Do this » Copy all the entries word for word, but omit the pictures.

● ● ●

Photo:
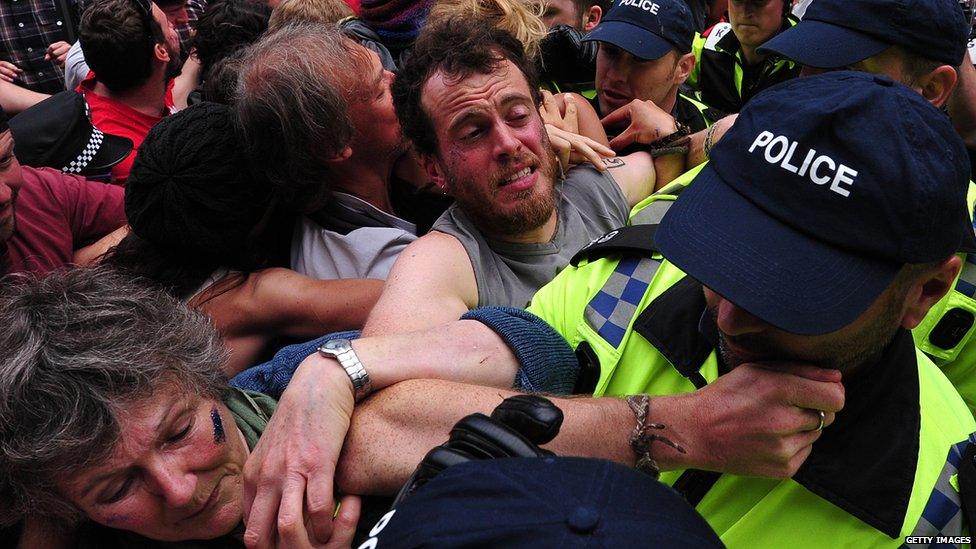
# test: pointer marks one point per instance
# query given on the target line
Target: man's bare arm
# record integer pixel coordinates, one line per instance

● ● ●

Exercise response »
Photo:
# test: pointer marks one point per instance
# query given on the target line
Target: man's bare arm
# record integer pixel coordinates, one line per instance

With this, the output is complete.